> **Exercise brief**
Repeat all entries below exactly as shown.

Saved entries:
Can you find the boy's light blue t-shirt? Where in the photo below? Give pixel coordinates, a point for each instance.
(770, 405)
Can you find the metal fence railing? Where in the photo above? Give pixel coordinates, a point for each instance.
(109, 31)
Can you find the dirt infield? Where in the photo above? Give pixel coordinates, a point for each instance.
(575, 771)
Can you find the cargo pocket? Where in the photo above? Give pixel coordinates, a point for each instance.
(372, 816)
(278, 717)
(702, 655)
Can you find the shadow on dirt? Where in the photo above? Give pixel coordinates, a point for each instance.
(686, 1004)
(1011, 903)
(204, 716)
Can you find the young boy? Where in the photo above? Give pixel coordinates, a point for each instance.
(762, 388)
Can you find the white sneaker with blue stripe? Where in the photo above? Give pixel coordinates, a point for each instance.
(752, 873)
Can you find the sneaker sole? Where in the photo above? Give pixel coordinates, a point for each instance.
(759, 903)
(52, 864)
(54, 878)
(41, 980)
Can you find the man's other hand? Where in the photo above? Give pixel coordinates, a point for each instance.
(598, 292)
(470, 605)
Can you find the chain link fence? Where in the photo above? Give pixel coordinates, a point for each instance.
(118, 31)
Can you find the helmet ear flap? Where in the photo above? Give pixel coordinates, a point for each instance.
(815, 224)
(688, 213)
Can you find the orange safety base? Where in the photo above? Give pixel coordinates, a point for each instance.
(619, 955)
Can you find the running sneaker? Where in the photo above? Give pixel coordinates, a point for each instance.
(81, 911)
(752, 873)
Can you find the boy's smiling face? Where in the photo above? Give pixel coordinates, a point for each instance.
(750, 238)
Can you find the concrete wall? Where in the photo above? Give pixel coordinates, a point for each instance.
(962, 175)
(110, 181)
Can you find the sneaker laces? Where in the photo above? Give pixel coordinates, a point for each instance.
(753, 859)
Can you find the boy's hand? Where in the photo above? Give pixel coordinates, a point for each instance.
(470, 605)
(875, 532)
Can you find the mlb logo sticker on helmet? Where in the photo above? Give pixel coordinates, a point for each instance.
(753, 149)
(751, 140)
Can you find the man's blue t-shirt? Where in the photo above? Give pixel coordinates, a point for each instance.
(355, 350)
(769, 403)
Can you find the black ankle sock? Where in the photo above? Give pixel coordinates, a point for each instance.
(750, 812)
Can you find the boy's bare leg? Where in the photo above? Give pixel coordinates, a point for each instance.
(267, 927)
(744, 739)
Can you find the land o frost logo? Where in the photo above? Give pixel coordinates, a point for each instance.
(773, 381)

> **Answer to this task**
Can you find the boy's light blue t-shirt? Where in the photo below? Give pixel coordinates, a point for each instance.
(770, 405)
Can you find the metal fence railing? Where in the photo above? Give pixel coordinates, a point for each instance.
(109, 31)
Can you find the dirt infield? Where in the photo above? Give pixel coordinates, a point for each instance.
(575, 771)
Can you find the cargo pocket? Where in the photo above? Give pixel coordinates, a point for each instance.
(372, 816)
(278, 717)
(702, 655)
Can you find the shadow on dirt? Where in the photo above? Give pixel coordinates, a point for each instance.
(686, 1004)
(1011, 903)
(204, 716)
Can you find the young boy? Where in the photo above? Give pixel coordinates, a point for each instance.
(762, 388)
Can you find the white sneaker with blue stripe? Where in the photo above? Give pixel coordinates, a point for each instance.
(752, 873)
Can you find the sneaker sole? Where in the photo above? Give pixel coordinates, a point for each instance.
(759, 903)
(52, 864)
(54, 878)
(41, 980)
Can you find the man's other hand? Where in the photo above? Give pixel coordinates, a point for each instance.
(598, 292)
(470, 605)
Can you find the chain link fence? Where in the photo above? Give pixel coordinates, a point for each instance.
(118, 31)
Can you find the helmet ear flap? Where in the photo above? Give pixel coordinates, a point for each instance.
(815, 224)
(688, 213)
Can you find the orange safety base? Where in the photo above? Give pixel coordinates, a point for each instance.
(619, 955)
Can you find the running sneaker? Where in the photo above? Give pixel coordinates, a point for each instance.
(81, 911)
(752, 873)
Can you find the boy's smiling face? Where in the photo above? Give pixel coordinates, a point for each instance.
(750, 238)
Can you find the concrete wall? Where in the photo above? Give pixel coordinates, a point for each instance.
(962, 175)
(110, 181)
Can you find the sneaker laces? Where in the photo above? Give pixel coordinates, a point for each instance.
(753, 859)
Can you find the boy's hand? Where in the photo above? Give pixel coordinates, a point for each instance.
(470, 605)
(875, 532)
Can you find the mlb logo sticker on helmet? Where in the photo above? Give pixel coordinates, a point for each instance.
(753, 149)
(751, 140)
Can you find the man's blue t-shirt? Where in the photo above? Give pixel coordinates, a point for each instance.
(355, 350)
(769, 403)
Can you find the black ankle sock? Where in the photo above? Give pixel coordinates, a point for each instance.
(750, 812)
Can you find the boy's bare leg? Where in the photo above? Give pixel coordinates, a point for each instance.
(267, 927)
(744, 739)
Can you find the land o frost logo? Where in the photo above? Give pixel coordinates, a point for each instance.
(773, 381)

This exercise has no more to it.